WHAT TO DO:
A: Please summarize the drone obstacle-avoidance article in three sentences.
B: Answer these questions on the drone obstacle-avoidance article, one per line:
(i) In which journal were the results published?
(ii) What success rate did the cameras and algorithms achieve when tested alone?
(iii) How many cameras did the drone use when it faced objects of varying size?

DOCUMENT PASSAGE:
----------------------------------------

Drones can do many things, but avoiding obstacles is not their strongest suit yet – especially when they move quickly. Although many flying robots are equipped with cameras that can detect obstacles, it typically takes from 20 to 40 milliseconds for the drone to process the image and react. It may seem quick, but it is not enough to avoid a bird or another drone, or even a static obstacle when the drone itself is flying at high speed. This can be a problem when drones are used in unpredictable environments, or when there are many of them flying in the same area.

Reaction of a few milliseconds

In order to solve this problem, researchers at the University of Zurich have equipped a quadcopter (a drone with four propellers) with special cameras and algorithms that reduced its reaction time down to a few milliseconds – enough to avoid a ball thrown at it from a short distance. The results, published in the journal Science Robotics, can make drones more effective in situations such as the aftermath of a natural disaster.

“For search and rescue applications, such as after an earthquake, time is very critical, so we need drones that can navigate as fast as possible in order to accomplish more within their limited battery life,” explains Davide Scaramuzza, who leads the Robotics and Perception Group at the University of Zurich as well as the NCCR Robotics Search and Rescue Grand Challenge. “However, by navigating fast drones are also more exposed to the risk of colliding with obstacles, and even more if these are moving. We realized that a novel type of camera, called Event Camera, are a perfect fit for this purpose”.

Event cameras have smart pixels

Traditional video cameras, such as the ones found in every smartphone, work by regularly taking snapshots of the whole scene. This is done by exposing the pixels of the image all at the same time. This way, though, a moving object can only be detected after all the pixels have been analysed by the on-board computer. Event cameras, on the other hand, have smart pixels that work independently of each other. The pixels that detect no changes remain silent, while the ones that see a change in light intensity immediately send out the information. This means that only a tiny fraction of the all pixels of the image will need to be processed by the onboard computer, therefore speeding up the computation a lot.

Event cameras are a recent innovation, and existing object-detection algorithms for drones do not work well with them. So the researchers had to invent their own algorithms that collect all the events recorded by the camera over a very short time, then subtracts the effect of the drone’s own movement – which typically account for most of the changes in what the camera sees.

Only 3.5 milliseconds to detect incoming objects

Scaramuzza and his team first tested the cameras and algorithms alone. They threw objects of various shapes and sizes towards the camera, and measured how efficient the algorithm was in detecting them. The success rate varied between 81 and 97 per cent, depending on the size of the object and the distance of the throw, and the system only took 3.5 milliseconds to detect incoming objects.

Then the most serious test began: putting cameras on an actual drone, flying it both indoor and outdoor and throwing objects directly at it. The drone was able to avoid the objects – including a ball thrown from a three-meter distance and travelling at 10 meters per second – more than 90 per cent of the time. When the drone “knew” the size of the object in advance, one camera was enough. When, instead, it had to face objects of varying size, two cameras were used to give it stereoscopic vision.

----------------------------------------

SUPPLIED INFORMATION:
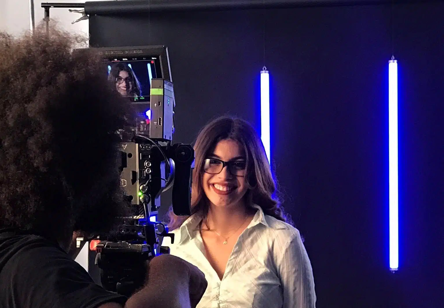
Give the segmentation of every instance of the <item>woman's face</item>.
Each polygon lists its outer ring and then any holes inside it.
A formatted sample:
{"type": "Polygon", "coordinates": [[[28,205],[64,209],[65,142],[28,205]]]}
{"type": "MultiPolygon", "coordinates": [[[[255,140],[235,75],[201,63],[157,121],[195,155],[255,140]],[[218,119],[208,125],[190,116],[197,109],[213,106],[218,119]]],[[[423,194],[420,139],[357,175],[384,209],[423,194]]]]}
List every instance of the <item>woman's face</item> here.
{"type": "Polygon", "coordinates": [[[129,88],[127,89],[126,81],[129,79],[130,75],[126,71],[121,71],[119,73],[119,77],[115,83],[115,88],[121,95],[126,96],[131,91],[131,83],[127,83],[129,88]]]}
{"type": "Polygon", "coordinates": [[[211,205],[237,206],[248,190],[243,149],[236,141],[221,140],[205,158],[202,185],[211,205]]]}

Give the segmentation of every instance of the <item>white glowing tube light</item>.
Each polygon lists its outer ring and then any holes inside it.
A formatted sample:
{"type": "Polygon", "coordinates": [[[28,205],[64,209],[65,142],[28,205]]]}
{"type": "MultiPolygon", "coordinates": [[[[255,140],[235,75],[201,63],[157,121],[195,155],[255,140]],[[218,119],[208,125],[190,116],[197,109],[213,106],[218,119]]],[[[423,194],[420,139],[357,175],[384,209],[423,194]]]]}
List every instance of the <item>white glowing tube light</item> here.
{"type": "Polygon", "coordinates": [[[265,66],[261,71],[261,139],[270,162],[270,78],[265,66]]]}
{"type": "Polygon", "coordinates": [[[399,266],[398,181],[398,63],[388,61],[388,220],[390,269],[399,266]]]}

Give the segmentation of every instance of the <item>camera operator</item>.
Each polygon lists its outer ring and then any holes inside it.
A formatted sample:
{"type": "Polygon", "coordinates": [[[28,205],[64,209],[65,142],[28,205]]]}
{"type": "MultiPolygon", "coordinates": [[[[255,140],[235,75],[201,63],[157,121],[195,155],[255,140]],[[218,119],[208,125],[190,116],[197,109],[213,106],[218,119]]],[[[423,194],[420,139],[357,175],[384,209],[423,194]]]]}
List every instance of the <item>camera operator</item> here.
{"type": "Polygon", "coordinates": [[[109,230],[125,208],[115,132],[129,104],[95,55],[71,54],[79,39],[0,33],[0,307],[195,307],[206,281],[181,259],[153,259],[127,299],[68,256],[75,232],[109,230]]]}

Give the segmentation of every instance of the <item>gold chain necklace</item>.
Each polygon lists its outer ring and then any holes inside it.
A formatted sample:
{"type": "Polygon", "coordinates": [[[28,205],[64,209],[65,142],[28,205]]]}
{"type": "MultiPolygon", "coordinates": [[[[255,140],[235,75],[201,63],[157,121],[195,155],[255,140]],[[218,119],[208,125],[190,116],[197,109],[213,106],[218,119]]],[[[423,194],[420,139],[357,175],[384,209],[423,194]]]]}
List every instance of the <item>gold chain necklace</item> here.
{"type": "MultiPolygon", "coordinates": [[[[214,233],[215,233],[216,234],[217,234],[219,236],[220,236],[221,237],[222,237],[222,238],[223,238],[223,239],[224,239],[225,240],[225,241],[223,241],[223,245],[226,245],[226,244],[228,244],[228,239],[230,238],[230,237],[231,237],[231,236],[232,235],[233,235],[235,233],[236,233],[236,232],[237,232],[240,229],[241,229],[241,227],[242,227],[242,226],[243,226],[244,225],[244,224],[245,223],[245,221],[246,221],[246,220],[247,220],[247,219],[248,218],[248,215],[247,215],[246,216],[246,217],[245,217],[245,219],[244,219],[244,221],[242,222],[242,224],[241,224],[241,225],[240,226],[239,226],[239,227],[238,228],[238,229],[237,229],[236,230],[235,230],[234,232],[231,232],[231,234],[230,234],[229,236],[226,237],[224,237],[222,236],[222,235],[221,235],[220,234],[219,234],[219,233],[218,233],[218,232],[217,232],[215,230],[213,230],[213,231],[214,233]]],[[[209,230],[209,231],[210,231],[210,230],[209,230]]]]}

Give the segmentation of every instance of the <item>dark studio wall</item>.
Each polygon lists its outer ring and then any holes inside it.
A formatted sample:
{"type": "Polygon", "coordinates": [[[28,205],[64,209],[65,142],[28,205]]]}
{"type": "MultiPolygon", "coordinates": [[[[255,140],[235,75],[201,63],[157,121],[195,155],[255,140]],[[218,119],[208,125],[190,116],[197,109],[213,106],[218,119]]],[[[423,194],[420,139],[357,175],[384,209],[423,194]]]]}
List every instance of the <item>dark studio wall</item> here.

----------------------------------------

WRITTEN RESPONSES:
A: Drones typically take 20 to 40 milliseconds to process camera images and react, which is too slow to avoid obstacles when they are flying fast. Researchers at the University of Zurich equipped a quadcopter with event cameras, whose pixels send information only when they see a change in light intensity, and with new algorithms that cut its reaction time to a few milliseconds. In tests, the system detected incoming objects in 3.5 milliseconds, and the drone avoided objects thrown at it more than 90 percent of the time.

B:
(i) Science Robotics
(ii) Between 81 and 97 percent
(iii) Two